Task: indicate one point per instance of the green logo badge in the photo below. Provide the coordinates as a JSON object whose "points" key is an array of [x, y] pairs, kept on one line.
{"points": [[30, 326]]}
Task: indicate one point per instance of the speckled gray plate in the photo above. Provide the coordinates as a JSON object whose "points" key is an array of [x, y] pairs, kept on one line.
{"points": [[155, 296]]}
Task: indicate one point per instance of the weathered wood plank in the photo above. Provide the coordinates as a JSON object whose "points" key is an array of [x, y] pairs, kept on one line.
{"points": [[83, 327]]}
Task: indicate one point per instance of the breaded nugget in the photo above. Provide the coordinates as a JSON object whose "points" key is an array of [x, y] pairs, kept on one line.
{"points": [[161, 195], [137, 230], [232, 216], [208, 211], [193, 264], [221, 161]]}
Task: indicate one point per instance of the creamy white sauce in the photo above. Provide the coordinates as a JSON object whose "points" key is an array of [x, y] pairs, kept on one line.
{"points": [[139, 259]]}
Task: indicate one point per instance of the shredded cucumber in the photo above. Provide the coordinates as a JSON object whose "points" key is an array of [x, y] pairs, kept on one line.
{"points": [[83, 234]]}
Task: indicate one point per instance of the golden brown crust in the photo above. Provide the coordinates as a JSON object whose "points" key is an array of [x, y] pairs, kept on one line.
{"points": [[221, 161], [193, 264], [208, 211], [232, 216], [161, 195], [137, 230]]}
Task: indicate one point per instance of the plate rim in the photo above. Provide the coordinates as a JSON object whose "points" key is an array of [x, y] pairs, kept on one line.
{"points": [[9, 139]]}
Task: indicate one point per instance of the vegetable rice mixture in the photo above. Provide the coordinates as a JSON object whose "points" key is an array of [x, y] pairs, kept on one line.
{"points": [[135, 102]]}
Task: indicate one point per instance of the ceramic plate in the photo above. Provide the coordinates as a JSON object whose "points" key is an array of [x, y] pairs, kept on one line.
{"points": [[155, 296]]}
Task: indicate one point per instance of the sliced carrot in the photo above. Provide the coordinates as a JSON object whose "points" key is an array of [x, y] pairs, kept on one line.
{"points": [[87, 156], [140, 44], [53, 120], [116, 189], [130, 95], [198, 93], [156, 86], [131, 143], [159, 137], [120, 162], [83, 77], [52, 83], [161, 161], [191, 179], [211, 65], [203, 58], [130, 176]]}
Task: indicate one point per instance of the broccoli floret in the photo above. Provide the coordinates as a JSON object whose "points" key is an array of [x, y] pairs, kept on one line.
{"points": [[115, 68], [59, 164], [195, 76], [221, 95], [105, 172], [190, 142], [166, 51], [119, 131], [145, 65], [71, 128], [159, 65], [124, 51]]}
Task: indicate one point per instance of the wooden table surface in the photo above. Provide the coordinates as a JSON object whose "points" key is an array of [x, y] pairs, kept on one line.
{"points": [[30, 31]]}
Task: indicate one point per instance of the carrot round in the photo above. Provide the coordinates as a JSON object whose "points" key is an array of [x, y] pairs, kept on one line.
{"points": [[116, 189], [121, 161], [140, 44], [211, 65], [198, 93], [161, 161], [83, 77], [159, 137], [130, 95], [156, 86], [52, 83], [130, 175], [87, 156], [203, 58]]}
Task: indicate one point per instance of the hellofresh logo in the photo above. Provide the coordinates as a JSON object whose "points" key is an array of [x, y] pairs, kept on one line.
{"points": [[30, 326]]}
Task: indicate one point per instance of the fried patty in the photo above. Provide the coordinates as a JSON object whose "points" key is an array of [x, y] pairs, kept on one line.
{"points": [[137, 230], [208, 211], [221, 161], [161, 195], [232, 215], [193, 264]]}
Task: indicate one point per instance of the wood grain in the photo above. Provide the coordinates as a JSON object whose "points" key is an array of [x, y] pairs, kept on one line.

________

* **Work task**
Restate the data above in full, keeping every word as it is.

* **Task response**
Task: indicate one point per instance of the green logo badge in the photo below. Provide the coordinates as a JSON object whose "points" key is an array of [x, y] pairs, kept on one line.
{"points": [[30, 326]]}
Task: indicate one point per instance of the speckled gray plate in the photo above. Provide the coordinates as a JSON object whose "points" key is an array of [x, y] pairs, kept on one line.
{"points": [[155, 296]]}
Task: indicate one point per instance of the weathered wood plank in the photo above. Provide the coordinates as a JSON object whose "points" key is an array of [x, y] pairs, kept on one line.
{"points": [[83, 327]]}
Task: indicate one point per instance of the breaded nugget in the photo above. Provide the coordinates as a JSON object whose "points" key is an array of [x, y] pairs, kept on one line.
{"points": [[161, 195], [137, 230], [232, 216], [208, 211], [193, 264], [221, 161]]}
Task: indicate one point per instance of the creamy white sauce in the photo above. Provide the coordinates as a JSON object whose "points" key is an array of [x, y] pairs, kept on one line.
{"points": [[139, 259]]}
Task: indicate one point per instance of the shredded cucumber in the photo above. Provide the coordinates as a JSON object whose "points" key is an array of [x, y] pairs, kept on one line.
{"points": [[83, 234]]}
Task: indicate one point per instance of the golden brown crust in the photo above. Provide the coordinates as a JSON object whose "points" key is an array of [x, y] pairs, kept on one line.
{"points": [[221, 161], [193, 264], [208, 211], [232, 216], [161, 195], [137, 230]]}
Task: indicate one point per instance of the plate rim in the photo above. Provide the coordinates as a JSON object whose "points" key is an array of [x, y] pairs, kept on one line.
{"points": [[9, 139]]}
Task: indicate one point per instance of the vegetable rice mixture in the photo above. Provide the coordinates as a JSON object whose "points" key is an array of [x, y] pairs, kept on one line.
{"points": [[135, 102]]}
Task: indicate one point per instance of the ceramic plate in the photo above. Provide the coordinates as a JSON object whose "points" key is an array of [x, y] pairs, kept on one line.
{"points": [[155, 296]]}
Task: indicate one point per instance of the sliced carrot in the photo above. Provide the coordinates as a JSON object whose "points" key is an array of [x, y] pairs, kept on one line.
{"points": [[87, 156], [140, 44], [53, 120], [116, 189], [130, 95], [198, 93], [156, 86], [131, 143], [159, 137], [120, 162], [83, 77], [52, 83], [161, 161], [191, 179], [211, 65], [203, 58], [130, 176]]}
Task: indicate one point per instance of the broccoli floret in the photo above. Provide the coordinates as a JSON object whose "points" key is an array of [x, y] pairs, kept on one line.
{"points": [[115, 68], [59, 164], [195, 76], [221, 95], [105, 172], [190, 142], [166, 51], [119, 131], [145, 65], [71, 128], [159, 65], [124, 51]]}
Task: indicate one point per instance of the wooden table surface in the photo above. Provide the coordinates as a JSON object whose "points" key is an array of [x, y] pairs, kept on one line.
{"points": [[30, 31]]}
Task: indicate one point per instance of the carrot round in the photo above. Provide the coordinates as a JSON object whose "points" key is an array of [x, y] pairs, kept on one line.
{"points": [[116, 189], [121, 161], [140, 44], [211, 65], [198, 93], [161, 161], [83, 77], [159, 137], [130, 95], [156, 86], [52, 83], [130, 175], [87, 156], [203, 58]]}
Task: indicate one point per instance of the hellofresh logo in the photo above. Provide the coordinates as a JSON object whose "points" key is an array of [x, y] pairs, kept on one line.
{"points": [[30, 326]]}
Task: indicate one point per instance of the fried patty in the photo above. Provide the coordinates as a JSON object whose "points" key is an array of [x, y] pairs, kept on one line.
{"points": [[137, 230], [208, 211], [221, 161], [161, 195], [232, 215], [193, 264]]}
Task: indicate one point per instance of the wood grain in the photo above. Provide the coordinates as a JSON object whose "points" key is an array of [x, y] pairs, kept on one line.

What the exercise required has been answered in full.